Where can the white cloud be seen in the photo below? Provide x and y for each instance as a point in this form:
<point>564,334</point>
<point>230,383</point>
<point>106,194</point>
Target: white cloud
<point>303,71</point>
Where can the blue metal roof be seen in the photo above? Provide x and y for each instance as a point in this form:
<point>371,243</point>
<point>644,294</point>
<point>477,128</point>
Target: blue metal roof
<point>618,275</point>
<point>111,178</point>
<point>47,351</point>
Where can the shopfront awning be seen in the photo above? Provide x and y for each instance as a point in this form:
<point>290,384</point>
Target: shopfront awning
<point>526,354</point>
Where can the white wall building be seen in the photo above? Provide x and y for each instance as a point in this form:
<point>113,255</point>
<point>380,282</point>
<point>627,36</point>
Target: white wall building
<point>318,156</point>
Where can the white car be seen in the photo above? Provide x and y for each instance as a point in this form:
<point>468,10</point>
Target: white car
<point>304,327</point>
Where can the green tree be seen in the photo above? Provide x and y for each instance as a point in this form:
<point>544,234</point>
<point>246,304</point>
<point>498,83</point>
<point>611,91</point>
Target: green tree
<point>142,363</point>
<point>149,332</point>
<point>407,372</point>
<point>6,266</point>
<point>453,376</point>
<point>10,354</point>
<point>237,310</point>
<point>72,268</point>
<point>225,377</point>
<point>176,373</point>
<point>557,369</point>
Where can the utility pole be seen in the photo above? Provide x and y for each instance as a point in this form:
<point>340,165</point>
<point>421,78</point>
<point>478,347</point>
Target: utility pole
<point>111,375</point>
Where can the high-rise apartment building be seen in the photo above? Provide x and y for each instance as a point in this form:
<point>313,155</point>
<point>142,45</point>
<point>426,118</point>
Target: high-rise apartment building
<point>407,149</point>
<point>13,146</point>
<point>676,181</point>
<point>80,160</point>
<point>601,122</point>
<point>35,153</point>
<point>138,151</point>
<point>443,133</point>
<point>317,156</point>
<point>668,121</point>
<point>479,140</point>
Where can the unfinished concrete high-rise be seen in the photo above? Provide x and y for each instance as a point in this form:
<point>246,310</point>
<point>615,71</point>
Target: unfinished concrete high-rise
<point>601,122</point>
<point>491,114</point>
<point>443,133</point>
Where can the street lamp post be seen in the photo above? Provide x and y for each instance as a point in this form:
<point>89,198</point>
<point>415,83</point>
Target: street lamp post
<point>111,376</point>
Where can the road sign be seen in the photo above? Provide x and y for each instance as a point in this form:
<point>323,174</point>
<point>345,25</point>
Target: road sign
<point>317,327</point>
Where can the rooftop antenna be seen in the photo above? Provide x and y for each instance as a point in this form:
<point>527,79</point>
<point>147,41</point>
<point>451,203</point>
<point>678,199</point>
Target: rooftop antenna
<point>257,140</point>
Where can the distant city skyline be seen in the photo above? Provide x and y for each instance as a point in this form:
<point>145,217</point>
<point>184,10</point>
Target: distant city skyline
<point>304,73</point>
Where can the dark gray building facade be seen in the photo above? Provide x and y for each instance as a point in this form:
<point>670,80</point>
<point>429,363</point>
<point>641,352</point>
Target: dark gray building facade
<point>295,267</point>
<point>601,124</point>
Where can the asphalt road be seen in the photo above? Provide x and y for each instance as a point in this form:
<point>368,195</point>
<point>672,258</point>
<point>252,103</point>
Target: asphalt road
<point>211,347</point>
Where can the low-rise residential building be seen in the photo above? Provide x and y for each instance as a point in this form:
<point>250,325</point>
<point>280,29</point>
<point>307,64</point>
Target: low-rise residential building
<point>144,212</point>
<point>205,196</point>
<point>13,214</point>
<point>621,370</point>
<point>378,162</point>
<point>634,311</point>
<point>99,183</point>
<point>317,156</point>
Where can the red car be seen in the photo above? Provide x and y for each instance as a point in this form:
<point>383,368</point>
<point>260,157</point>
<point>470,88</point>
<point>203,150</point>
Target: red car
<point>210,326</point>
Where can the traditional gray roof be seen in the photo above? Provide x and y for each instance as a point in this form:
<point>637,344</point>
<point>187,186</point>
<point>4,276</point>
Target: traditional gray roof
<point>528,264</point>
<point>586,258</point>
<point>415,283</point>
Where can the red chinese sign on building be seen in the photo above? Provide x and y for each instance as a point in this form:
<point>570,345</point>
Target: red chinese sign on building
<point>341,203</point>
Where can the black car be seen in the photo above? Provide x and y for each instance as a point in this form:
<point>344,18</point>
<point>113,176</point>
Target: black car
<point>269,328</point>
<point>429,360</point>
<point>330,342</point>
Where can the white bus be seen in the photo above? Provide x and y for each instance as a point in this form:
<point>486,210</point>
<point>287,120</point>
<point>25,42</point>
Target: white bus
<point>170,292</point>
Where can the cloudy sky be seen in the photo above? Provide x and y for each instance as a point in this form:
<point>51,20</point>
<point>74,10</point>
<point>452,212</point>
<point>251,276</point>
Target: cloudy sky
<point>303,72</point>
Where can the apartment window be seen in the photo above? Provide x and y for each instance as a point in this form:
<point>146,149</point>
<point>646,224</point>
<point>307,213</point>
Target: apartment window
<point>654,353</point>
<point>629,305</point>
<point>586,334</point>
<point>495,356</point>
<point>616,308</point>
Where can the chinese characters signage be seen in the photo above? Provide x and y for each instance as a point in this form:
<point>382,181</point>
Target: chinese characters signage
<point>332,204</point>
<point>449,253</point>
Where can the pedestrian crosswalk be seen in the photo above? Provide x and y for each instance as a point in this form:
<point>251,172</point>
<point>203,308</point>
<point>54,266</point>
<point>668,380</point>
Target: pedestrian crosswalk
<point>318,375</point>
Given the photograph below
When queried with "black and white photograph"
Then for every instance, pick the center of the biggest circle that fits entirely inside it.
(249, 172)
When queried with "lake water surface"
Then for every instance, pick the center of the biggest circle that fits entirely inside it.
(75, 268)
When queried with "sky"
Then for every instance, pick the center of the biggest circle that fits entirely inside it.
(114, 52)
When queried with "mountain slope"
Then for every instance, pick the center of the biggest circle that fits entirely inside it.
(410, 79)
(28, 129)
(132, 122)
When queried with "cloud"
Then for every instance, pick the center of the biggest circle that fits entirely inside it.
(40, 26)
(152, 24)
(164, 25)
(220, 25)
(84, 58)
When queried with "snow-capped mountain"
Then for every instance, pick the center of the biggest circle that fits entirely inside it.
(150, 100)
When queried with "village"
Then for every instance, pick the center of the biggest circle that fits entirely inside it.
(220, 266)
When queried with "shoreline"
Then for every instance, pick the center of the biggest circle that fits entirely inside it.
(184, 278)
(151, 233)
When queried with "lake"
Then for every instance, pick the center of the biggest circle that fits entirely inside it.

▸ **Ziel**: Schreib die Zeilen vom Anfang der Datensätze bis einschließlich der Zeile mit "<point>526,354</point>" Wort für Wort ab.

▸ **Lösung**:
Where can the white cloud be seen in the photo below? Provide x and y for each instance as a point in this form:
<point>564,334</point>
<point>230,383</point>
<point>106,194</point>
Target: white cloud
<point>303,71</point>
Where can the blue metal roof be seen in the photo above? Provide x and y for each instance as a point in this form:
<point>371,243</point>
<point>644,294</point>
<point>477,128</point>
Target: blue metal roof
<point>618,275</point>
<point>111,178</point>
<point>47,351</point>
Where can the shopfront awning be seen in the photo above? Provide x and y for each instance as a point in this form:
<point>290,384</point>
Target: shopfront awning
<point>526,354</point>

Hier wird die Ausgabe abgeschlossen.